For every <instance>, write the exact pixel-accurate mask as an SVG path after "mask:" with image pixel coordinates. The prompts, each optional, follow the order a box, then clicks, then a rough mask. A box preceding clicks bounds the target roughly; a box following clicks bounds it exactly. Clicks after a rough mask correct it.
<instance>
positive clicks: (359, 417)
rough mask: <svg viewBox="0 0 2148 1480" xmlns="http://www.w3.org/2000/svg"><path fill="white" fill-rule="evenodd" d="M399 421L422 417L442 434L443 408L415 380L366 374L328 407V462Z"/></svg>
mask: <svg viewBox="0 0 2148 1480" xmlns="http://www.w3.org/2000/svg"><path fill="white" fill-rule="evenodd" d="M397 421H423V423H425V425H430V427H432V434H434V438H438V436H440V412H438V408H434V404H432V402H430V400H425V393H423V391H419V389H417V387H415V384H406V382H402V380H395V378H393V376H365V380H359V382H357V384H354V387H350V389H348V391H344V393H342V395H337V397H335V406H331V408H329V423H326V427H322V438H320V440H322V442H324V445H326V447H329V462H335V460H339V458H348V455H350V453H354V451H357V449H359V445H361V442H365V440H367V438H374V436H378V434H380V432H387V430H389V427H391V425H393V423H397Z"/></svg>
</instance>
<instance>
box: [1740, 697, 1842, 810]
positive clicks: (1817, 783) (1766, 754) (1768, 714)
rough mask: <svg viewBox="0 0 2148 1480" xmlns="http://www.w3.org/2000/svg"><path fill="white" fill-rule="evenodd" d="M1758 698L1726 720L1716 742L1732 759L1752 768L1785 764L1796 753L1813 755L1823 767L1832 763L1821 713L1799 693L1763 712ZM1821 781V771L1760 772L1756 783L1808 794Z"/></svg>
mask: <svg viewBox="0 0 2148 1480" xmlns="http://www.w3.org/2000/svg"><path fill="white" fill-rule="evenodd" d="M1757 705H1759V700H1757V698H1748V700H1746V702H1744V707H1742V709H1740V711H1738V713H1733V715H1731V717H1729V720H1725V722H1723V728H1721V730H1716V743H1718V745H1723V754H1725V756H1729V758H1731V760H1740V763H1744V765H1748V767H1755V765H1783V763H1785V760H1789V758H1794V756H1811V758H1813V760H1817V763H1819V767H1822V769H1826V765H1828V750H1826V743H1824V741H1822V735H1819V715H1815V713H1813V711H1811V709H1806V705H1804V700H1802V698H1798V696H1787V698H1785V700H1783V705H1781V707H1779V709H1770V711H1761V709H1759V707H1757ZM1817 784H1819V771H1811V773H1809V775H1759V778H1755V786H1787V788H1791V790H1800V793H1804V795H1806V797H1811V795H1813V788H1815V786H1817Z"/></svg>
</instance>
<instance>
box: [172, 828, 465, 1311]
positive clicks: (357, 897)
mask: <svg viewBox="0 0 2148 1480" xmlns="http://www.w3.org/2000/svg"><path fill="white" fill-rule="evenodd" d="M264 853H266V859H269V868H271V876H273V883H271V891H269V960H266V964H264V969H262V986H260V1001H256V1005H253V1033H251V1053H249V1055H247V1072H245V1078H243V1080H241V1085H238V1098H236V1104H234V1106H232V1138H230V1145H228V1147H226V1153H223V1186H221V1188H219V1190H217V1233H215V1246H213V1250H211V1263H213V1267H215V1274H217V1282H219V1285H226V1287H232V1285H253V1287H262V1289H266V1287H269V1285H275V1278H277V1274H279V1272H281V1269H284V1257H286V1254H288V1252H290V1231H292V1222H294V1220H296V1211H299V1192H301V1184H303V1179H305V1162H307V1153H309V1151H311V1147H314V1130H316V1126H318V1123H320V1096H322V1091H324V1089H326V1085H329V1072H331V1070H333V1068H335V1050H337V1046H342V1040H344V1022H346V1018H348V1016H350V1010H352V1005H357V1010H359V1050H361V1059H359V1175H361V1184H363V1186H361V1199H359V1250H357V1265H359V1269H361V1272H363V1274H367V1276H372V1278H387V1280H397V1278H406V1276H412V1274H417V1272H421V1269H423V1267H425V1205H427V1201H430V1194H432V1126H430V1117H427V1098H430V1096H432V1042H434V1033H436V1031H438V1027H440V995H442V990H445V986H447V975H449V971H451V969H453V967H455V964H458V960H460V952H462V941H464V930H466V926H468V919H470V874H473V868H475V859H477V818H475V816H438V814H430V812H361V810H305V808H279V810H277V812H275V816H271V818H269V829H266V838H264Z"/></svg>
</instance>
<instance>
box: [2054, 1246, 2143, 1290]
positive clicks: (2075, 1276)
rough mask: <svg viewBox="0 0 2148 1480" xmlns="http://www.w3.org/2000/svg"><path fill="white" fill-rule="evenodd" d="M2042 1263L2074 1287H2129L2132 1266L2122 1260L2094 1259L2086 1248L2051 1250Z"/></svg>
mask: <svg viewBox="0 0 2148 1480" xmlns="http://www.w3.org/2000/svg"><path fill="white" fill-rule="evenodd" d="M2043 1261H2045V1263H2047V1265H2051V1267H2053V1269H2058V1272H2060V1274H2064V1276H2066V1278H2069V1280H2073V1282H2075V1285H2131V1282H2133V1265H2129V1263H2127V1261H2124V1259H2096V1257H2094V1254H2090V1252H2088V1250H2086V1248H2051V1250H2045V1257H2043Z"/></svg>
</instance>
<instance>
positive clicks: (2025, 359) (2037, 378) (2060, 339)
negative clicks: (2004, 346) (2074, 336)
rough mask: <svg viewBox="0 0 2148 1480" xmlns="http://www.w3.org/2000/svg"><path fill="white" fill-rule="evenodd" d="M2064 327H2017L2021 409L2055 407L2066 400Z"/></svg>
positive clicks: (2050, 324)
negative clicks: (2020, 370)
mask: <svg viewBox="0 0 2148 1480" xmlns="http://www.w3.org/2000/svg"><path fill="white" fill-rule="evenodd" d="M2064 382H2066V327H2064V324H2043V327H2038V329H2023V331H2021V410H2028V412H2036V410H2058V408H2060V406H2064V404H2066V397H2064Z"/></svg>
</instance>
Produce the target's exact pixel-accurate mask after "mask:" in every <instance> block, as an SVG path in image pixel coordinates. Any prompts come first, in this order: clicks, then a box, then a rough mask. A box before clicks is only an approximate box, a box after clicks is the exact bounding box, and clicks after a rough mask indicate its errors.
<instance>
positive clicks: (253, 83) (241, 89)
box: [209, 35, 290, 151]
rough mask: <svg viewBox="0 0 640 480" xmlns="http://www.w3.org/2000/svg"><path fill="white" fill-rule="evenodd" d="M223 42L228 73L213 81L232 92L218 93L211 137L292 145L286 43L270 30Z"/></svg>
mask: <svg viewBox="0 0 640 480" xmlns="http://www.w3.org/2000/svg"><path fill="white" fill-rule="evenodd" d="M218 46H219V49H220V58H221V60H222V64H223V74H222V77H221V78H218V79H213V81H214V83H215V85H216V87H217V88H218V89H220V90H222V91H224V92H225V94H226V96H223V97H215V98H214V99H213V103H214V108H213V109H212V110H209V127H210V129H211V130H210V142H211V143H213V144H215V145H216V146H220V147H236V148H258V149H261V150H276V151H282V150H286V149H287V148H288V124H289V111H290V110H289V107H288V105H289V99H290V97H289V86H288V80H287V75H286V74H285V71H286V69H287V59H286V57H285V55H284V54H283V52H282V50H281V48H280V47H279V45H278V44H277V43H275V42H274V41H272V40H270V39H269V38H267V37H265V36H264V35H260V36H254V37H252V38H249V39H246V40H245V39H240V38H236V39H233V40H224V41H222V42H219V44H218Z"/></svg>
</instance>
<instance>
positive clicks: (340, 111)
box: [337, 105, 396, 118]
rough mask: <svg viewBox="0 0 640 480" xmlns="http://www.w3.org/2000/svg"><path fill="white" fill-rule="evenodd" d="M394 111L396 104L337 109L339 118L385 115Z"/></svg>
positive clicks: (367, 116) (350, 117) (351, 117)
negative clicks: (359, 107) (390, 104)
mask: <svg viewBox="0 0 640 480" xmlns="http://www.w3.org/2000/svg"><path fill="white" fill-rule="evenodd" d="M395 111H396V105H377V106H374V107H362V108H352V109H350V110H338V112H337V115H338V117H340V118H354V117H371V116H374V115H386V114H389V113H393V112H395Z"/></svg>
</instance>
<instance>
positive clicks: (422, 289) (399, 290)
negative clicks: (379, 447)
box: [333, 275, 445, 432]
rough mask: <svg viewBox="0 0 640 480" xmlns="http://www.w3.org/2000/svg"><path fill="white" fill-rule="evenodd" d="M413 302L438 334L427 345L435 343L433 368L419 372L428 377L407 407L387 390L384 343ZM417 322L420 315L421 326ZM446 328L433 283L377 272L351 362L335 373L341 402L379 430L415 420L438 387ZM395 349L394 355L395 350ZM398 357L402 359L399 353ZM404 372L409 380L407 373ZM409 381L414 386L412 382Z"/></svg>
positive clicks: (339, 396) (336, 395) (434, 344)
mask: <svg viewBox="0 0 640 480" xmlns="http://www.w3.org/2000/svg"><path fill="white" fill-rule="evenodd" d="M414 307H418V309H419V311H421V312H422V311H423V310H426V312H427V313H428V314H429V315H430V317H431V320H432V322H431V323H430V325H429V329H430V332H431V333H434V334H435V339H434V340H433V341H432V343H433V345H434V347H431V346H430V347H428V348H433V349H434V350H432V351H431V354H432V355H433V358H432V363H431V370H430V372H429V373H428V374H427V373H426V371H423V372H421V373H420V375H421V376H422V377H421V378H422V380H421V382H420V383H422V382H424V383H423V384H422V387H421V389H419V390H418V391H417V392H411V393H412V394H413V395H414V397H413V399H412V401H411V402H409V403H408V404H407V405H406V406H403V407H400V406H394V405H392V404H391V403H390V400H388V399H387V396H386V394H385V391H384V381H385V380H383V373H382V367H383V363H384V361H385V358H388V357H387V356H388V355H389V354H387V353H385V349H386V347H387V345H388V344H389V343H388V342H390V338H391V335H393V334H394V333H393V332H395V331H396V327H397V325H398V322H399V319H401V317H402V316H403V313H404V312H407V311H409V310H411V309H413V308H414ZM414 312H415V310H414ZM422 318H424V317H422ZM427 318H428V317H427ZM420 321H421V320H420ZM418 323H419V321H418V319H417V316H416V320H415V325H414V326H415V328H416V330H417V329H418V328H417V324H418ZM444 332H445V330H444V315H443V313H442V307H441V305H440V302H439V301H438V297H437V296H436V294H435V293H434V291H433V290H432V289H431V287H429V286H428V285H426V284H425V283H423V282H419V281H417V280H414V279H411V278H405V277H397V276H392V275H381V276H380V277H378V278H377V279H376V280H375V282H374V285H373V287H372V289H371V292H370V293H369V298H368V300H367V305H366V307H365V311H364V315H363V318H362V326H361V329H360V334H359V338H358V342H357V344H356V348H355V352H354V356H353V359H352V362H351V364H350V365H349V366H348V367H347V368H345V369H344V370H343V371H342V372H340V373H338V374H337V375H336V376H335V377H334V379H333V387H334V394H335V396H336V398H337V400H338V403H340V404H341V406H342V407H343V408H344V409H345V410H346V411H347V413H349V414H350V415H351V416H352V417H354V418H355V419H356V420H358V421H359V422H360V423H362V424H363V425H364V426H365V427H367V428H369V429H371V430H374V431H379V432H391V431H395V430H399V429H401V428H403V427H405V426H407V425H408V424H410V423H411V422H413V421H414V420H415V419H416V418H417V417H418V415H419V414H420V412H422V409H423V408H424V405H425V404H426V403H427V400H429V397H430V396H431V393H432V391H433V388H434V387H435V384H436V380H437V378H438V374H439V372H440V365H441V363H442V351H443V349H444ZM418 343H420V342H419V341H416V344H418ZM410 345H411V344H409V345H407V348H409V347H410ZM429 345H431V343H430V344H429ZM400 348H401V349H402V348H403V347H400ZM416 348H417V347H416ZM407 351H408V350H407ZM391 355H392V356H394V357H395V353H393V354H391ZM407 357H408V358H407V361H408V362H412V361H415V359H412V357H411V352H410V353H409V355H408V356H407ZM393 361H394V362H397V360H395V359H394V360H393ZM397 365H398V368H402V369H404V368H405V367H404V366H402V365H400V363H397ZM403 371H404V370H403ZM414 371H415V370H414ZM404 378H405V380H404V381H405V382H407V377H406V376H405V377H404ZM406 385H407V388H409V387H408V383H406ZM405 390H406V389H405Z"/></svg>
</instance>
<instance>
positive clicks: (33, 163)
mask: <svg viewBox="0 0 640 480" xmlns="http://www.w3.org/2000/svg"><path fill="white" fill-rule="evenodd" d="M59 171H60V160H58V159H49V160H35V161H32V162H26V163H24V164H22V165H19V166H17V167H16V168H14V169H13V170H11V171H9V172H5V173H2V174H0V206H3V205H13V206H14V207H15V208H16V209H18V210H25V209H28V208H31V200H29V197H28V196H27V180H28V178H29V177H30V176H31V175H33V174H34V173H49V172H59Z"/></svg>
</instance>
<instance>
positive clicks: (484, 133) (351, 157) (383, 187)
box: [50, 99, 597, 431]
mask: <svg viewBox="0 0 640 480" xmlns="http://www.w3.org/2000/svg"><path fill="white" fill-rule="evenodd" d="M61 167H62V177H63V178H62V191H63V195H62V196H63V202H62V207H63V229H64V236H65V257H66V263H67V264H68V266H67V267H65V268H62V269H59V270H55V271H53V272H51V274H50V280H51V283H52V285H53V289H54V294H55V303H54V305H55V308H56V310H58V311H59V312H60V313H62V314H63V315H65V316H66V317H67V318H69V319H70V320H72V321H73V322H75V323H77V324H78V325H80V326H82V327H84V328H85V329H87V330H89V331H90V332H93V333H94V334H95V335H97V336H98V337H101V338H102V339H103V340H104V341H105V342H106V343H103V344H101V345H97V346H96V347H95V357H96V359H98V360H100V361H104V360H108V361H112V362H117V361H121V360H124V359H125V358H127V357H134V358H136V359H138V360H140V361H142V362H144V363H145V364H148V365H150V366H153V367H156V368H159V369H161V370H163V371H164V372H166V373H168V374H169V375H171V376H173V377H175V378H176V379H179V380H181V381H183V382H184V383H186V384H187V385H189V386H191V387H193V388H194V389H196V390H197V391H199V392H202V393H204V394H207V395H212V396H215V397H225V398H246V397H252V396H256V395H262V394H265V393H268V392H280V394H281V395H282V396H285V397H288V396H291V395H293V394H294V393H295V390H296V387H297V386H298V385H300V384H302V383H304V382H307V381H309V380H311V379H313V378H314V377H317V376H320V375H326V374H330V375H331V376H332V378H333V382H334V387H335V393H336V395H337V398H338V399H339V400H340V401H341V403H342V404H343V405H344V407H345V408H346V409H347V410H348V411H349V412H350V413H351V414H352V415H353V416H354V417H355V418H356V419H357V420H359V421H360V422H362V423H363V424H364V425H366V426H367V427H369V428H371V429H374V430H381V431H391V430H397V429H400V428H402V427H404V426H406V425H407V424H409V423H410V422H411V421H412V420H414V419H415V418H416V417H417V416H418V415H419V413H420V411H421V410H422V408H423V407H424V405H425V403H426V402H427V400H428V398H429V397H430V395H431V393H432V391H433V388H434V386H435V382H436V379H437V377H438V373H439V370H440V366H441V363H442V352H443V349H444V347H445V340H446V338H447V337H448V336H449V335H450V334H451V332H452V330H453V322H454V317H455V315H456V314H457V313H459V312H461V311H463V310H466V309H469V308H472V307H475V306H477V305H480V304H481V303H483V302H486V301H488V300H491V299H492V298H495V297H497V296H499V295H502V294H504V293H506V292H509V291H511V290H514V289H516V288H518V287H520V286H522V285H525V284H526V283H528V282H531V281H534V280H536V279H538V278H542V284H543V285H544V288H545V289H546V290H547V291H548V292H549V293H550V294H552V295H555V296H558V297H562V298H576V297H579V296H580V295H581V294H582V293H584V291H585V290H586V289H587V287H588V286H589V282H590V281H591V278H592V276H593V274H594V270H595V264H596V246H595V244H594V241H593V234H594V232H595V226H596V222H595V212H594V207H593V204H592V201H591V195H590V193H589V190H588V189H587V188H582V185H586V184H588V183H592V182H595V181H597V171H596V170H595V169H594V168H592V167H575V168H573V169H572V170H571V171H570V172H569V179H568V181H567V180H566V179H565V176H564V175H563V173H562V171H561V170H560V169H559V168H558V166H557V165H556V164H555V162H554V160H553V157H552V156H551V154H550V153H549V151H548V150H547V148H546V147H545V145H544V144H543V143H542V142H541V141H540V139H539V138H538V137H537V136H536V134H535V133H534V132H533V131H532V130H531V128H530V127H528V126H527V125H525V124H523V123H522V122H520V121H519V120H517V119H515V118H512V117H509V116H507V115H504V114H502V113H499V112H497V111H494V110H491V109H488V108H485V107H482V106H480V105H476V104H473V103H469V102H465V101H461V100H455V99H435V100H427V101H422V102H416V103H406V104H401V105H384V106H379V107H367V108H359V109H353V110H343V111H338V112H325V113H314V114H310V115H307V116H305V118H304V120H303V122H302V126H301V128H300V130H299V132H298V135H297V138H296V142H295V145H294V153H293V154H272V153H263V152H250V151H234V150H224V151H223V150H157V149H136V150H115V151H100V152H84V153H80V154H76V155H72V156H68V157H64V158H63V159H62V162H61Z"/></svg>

* * *

**REQUIRED WORK:**
Show every line of the listing containing the string "prompts" by copying it.

**THE ANSWER:**
For every <instance>, write the exact pixel-accurate mask as an SVG path after "mask:" with image pixel coordinates. The prompts, each optional, follow the order a box, then clicks, then a rough mask. A box preceding clicks bounds the target roughly; a box following clicks bounds it exactly. Clicks after a rough mask correct it.
Produce the target's exact pixel-accurate mask after "mask:" in every <instance> block, as an SVG path in image pixel coordinates. Any prompts come first, in this order: clicks, then a box, then a rough mask. A box before clicks is only an approximate box, a box after clicks is the exact bounding box, and clicks after a rough mask indicate its errors.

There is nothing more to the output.